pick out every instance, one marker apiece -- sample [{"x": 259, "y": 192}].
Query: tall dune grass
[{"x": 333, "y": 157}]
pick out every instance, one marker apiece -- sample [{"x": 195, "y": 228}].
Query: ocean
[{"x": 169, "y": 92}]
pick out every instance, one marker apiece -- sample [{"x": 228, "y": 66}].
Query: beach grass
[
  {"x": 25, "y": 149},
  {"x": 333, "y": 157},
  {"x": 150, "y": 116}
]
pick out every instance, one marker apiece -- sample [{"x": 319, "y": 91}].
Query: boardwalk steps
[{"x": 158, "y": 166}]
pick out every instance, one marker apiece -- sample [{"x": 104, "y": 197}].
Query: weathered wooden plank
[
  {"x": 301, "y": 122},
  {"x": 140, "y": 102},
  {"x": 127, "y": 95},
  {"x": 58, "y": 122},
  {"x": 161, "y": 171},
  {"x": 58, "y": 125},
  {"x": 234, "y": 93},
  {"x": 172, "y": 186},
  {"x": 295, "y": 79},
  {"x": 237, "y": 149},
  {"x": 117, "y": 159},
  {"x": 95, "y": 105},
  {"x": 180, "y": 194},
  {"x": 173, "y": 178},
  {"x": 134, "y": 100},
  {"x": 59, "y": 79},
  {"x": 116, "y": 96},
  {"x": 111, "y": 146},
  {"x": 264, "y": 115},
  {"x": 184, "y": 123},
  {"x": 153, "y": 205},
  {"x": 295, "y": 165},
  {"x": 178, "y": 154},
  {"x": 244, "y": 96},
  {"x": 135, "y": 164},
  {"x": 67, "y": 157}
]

○ ○ ○ ○ ○ ○ ○

_SET TASK_
Switch every "Query" in the rows above to "Label", and write all the rows out again with nothing else changed.

_SOLUTION TO THE EXERCISE_
pick out every instance, one marker apiece -- sample [{"x": 259, "y": 192}].
Label: tall dune grass
[{"x": 333, "y": 157}]
pick out every instance, one marker apiece -- sample [{"x": 195, "y": 228}].
Label: ocean
[{"x": 169, "y": 92}]
pick out every instance, one marker apiece -- sample [{"x": 228, "y": 66}].
Label: beach grass
[
  {"x": 25, "y": 149},
  {"x": 333, "y": 157},
  {"x": 150, "y": 116}
]
pick out every instance, one marker apiece -- sample [{"x": 319, "y": 91}].
Label: boardwalk steps
[{"x": 158, "y": 166}]
pick out every instance, one marker apiece -- sample [{"x": 104, "y": 197}].
Label: weathered wooden plank
[
  {"x": 301, "y": 122},
  {"x": 140, "y": 102},
  {"x": 127, "y": 95},
  {"x": 58, "y": 122},
  {"x": 161, "y": 171},
  {"x": 58, "y": 125},
  {"x": 234, "y": 93},
  {"x": 172, "y": 186},
  {"x": 295, "y": 79},
  {"x": 237, "y": 149},
  {"x": 117, "y": 159},
  {"x": 95, "y": 105},
  {"x": 180, "y": 194},
  {"x": 173, "y": 178},
  {"x": 134, "y": 100},
  {"x": 59, "y": 79},
  {"x": 116, "y": 96},
  {"x": 111, "y": 146},
  {"x": 264, "y": 115},
  {"x": 184, "y": 123},
  {"x": 153, "y": 205},
  {"x": 295, "y": 165},
  {"x": 178, "y": 154},
  {"x": 244, "y": 96},
  {"x": 135, "y": 164},
  {"x": 67, "y": 157}
]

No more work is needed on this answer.